▶ _What you have to do_: To answer, print the line containing "If you could place a marker on the white baseball" and each line after it in the listing below, exactly as they stand.
[Material to process Boundary: Start]
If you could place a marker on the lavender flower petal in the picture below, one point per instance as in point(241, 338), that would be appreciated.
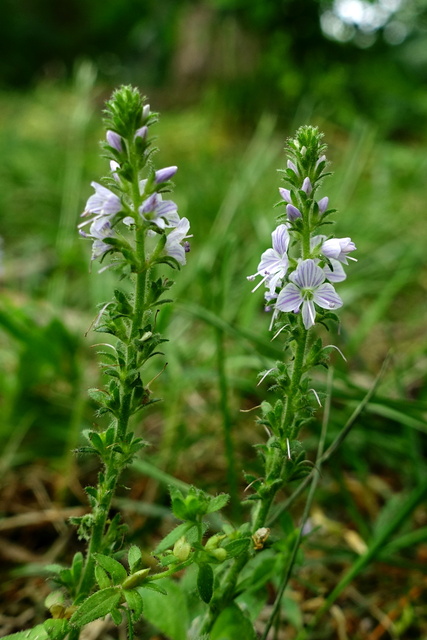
point(293, 212)
point(286, 194)
point(306, 186)
point(323, 204)
point(290, 298)
point(162, 175)
point(307, 275)
point(326, 297)
point(308, 314)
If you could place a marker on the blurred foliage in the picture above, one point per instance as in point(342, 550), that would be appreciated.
point(335, 58)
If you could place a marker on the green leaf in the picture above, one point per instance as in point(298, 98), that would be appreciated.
point(135, 602)
point(37, 633)
point(154, 587)
point(117, 616)
point(205, 582)
point(172, 537)
point(217, 503)
point(232, 624)
point(56, 629)
point(102, 578)
point(134, 558)
point(237, 547)
point(171, 619)
point(96, 606)
point(114, 568)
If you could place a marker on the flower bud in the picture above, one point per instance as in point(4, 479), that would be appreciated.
point(136, 579)
point(286, 194)
point(114, 140)
point(182, 549)
point(293, 212)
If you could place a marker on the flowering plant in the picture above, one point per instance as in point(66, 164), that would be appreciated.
point(134, 228)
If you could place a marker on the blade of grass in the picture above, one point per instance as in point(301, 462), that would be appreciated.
point(315, 479)
point(373, 552)
point(334, 446)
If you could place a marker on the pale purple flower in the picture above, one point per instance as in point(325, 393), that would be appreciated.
point(163, 213)
point(306, 186)
point(286, 194)
point(307, 288)
point(293, 212)
point(335, 272)
point(113, 167)
point(293, 167)
point(141, 132)
point(114, 140)
point(175, 246)
point(338, 248)
point(323, 204)
point(274, 262)
point(103, 202)
point(162, 175)
point(99, 230)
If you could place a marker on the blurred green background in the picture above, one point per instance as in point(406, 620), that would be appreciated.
point(232, 79)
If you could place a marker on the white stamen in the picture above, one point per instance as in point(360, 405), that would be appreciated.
point(265, 375)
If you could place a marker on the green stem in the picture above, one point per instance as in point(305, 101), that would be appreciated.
point(288, 410)
point(113, 468)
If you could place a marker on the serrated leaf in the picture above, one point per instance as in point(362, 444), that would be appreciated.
point(172, 620)
point(117, 616)
point(135, 602)
point(205, 582)
point(154, 587)
point(96, 606)
point(114, 568)
point(217, 503)
point(56, 629)
point(172, 537)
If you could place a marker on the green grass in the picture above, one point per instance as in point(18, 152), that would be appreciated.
point(227, 186)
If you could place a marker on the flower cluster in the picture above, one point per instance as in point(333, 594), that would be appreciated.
point(143, 207)
point(303, 282)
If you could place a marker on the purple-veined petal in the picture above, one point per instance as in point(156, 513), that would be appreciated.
point(292, 166)
point(326, 297)
point(289, 299)
point(114, 140)
point(337, 273)
point(141, 133)
point(280, 239)
point(306, 186)
point(307, 275)
point(162, 175)
point(293, 212)
point(308, 313)
point(323, 204)
point(286, 194)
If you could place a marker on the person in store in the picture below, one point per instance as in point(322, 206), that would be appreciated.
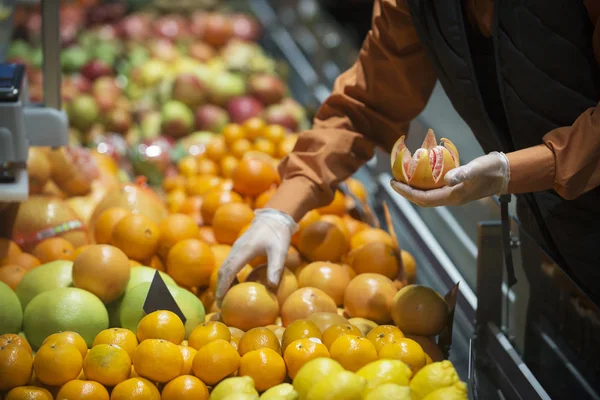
point(523, 74)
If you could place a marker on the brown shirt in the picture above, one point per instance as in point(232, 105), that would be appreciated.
point(373, 102)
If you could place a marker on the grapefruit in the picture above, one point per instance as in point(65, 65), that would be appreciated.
point(64, 309)
point(55, 274)
point(11, 314)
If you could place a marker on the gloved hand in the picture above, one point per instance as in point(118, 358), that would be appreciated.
point(483, 177)
point(270, 232)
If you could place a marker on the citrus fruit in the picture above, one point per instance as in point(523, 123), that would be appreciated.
point(11, 275)
point(123, 338)
point(299, 329)
point(301, 351)
point(162, 324)
point(229, 220)
point(258, 338)
point(185, 387)
point(190, 263)
point(419, 310)
point(16, 365)
point(105, 224)
point(370, 296)
point(238, 385)
point(335, 331)
point(67, 337)
point(108, 364)
point(265, 366)
point(29, 393)
point(249, 305)
point(46, 277)
point(135, 389)
point(158, 360)
point(102, 270)
point(389, 391)
point(64, 309)
point(313, 372)
point(433, 377)
point(173, 229)
point(329, 277)
point(82, 390)
point(11, 314)
point(137, 235)
point(53, 249)
point(304, 302)
point(55, 365)
point(385, 371)
point(215, 361)
point(342, 385)
point(353, 352)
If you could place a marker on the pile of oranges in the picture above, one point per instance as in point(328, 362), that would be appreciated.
point(156, 361)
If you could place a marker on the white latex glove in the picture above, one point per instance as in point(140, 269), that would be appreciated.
point(270, 233)
point(483, 177)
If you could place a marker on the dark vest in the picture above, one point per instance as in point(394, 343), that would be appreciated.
point(536, 73)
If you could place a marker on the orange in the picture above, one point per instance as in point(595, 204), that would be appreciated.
point(299, 329)
point(121, 337)
point(162, 324)
point(406, 350)
point(25, 260)
point(215, 199)
point(233, 132)
point(55, 365)
point(228, 164)
point(353, 352)
point(384, 334)
point(265, 366)
point(158, 360)
point(301, 351)
point(12, 338)
point(215, 361)
point(135, 389)
point(216, 149)
point(254, 127)
point(188, 354)
point(190, 263)
point(108, 364)
point(304, 302)
point(336, 207)
point(175, 228)
point(12, 275)
point(372, 235)
point(103, 270)
point(329, 277)
point(249, 305)
point(370, 296)
point(52, 249)
point(8, 249)
point(258, 338)
point(274, 133)
point(68, 337)
point(253, 176)
point(105, 224)
point(16, 365)
point(208, 332)
point(185, 387)
point(137, 235)
point(229, 220)
point(335, 331)
point(82, 390)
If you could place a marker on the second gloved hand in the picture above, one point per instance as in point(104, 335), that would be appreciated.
point(483, 177)
point(270, 233)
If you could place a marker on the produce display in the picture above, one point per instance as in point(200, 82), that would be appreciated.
point(178, 124)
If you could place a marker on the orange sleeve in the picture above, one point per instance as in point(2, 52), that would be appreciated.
point(371, 104)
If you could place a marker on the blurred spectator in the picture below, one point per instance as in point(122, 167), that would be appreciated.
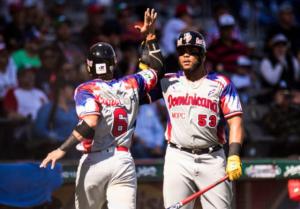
point(55, 120)
point(128, 63)
point(70, 50)
point(149, 133)
point(283, 119)
point(28, 56)
point(213, 29)
point(93, 31)
point(24, 101)
point(286, 25)
point(51, 60)
point(57, 8)
point(127, 19)
point(243, 79)
point(279, 65)
point(223, 53)
point(14, 32)
point(70, 73)
point(8, 74)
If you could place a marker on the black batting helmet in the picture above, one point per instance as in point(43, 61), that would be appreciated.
point(101, 59)
point(191, 39)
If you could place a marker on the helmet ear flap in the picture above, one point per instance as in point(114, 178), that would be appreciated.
point(191, 39)
point(101, 59)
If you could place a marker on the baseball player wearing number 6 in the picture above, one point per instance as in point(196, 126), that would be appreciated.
point(107, 109)
point(199, 105)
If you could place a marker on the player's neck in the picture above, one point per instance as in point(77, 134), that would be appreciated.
point(196, 74)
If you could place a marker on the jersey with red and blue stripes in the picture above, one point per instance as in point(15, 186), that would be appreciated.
point(198, 110)
point(116, 102)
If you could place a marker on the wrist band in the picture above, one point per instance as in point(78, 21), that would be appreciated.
point(235, 149)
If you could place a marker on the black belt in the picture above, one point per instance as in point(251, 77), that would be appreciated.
point(197, 151)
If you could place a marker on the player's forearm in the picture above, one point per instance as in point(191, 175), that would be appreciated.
point(236, 135)
point(83, 130)
point(154, 58)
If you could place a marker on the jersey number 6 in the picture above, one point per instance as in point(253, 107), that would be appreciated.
point(120, 123)
point(203, 120)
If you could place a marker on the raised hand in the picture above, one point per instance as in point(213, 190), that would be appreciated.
point(149, 20)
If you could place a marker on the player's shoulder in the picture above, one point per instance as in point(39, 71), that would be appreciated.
point(219, 78)
point(89, 86)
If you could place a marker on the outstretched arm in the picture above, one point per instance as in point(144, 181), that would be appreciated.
point(151, 54)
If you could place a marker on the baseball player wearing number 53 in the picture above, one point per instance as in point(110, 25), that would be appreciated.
point(199, 105)
point(107, 109)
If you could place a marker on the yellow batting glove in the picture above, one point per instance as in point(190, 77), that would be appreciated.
point(234, 167)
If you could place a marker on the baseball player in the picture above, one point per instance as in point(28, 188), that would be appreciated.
point(199, 105)
point(107, 109)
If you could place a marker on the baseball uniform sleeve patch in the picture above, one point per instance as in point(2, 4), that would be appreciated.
point(230, 102)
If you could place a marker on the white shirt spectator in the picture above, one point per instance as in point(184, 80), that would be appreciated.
point(25, 102)
point(8, 78)
point(272, 74)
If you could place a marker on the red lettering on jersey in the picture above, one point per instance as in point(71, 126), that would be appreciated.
point(178, 115)
point(192, 100)
point(108, 102)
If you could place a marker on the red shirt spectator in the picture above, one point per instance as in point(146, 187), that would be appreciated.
point(224, 52)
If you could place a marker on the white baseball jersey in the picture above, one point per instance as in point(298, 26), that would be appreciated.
point(197, 109)
point(117, 104)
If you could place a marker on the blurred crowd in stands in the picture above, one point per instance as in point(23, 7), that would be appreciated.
[Material to process Boundary: End]
▶ _Answer to this exercise_:
If you could place a marker on the white baseball jersey in the picture above, one point per instance as in point(298, 26), that would be appreciated.
point(197, 109)
point(117, 104)
If you could place a marker on the blurred crowd in stands in the picture above, one point per instance as in point(23, 7), that would be appreciated.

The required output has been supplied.